■ **What is expected**:
Each record below is to be copied exactly; the pictures are to be omitted.

■ **Supplied material**:
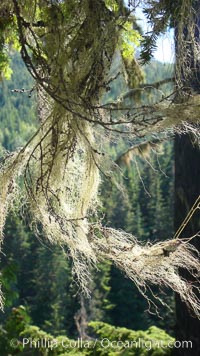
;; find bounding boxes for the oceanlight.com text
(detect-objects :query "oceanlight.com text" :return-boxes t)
[10,337,193,351]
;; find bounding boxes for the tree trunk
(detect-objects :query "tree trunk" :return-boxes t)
[174,134,200,355]
[174,0,200,353]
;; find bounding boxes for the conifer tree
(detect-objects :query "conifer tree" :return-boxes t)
[0,0,199,319]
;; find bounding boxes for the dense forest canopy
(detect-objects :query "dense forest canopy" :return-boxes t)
[0,0,200,320]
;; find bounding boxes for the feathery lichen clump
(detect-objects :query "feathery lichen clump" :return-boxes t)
[0,0,200,316]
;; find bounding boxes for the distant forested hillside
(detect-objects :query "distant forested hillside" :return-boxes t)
[103,57,174,104]
[0,52,37,151]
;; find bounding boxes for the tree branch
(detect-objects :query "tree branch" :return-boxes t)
[121,77,175,100]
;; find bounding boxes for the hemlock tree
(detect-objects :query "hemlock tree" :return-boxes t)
[173,0,200,354]
[175,135,200,355]
[0,0,199,317]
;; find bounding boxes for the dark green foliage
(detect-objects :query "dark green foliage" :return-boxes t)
[26,244,79,336]
[0,306,174,355]
[0,262,19,308]
[90,321,174,356]
[0,214,81,337]
[0,305,31,355]
[88,260,113,322]
[101,142,175,334]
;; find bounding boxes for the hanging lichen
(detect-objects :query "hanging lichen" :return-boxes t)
[0,0,199,316]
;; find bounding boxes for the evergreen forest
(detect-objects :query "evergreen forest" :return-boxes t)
[0,0,200,355]
[0,52,178,356]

■ **Solution**:
;; find bounding boxes for the oceanlight.com text
(detect-objects :query "oceanlight.com text" :return-boxes t)
[10,337,193,351]
;; find bounding boxes for the tree trunk
(detect-objects :query "tree trunk" :return-boxes t)
[174,134,200,355]
[174,0,200,353]
;; find bounding boxes for the conifer tree
(detect-objects :query "conifer tree" :return-boxes t)
[0,0,199,319]
;; find bounding boxes for the dense forest canopy
(detect-objects :query "dense forest canopy" :return-boxes t)
[0,0,200,320]
;; find bounding boxes for the feathery lichen clump
(detect-objects :query "feathery lichen clump" :return-boxes t)
[0,0,200,316]
;; find bounding boxes for the distant forested hillside
(detect-objects :query "distant forested hillside" :return-boxes t)
[103,57,174,104]
[0,52,37,151]
;; find bounding boxes for the tree branch
(detect-objects :query "tree branch" :return-boxes t)
[121,77,175,100]
;; find bounding boxes for the hemlock tree
(detect-objects :query "hemlock tree" :return-boxes t)
[173,0,200,354]
[175,135,200,355]
[0,0,199,317]
;; find bounding boxes for the dark green foliage
(detect-objects :query "dark green foliage" :return-boxes t)
[26,244,79,336]
[0,306,174,355]
[0,262,19,308]
[90,321,174,356]
[0,214,81,337]
[0,305,31,355]
[88,260,113,322]
[101,142,175,334]
;; find bounding boxes for the hanging lichen
(detect-objects :query "hanging lichen" :return-boxes t)
[0,0,199,316]
;; find bounding boxes for the evergreen forest
(detect-objects :query "evergreen forest" :return-boxes t)
[0,0,200,355]
[0,52,178,356]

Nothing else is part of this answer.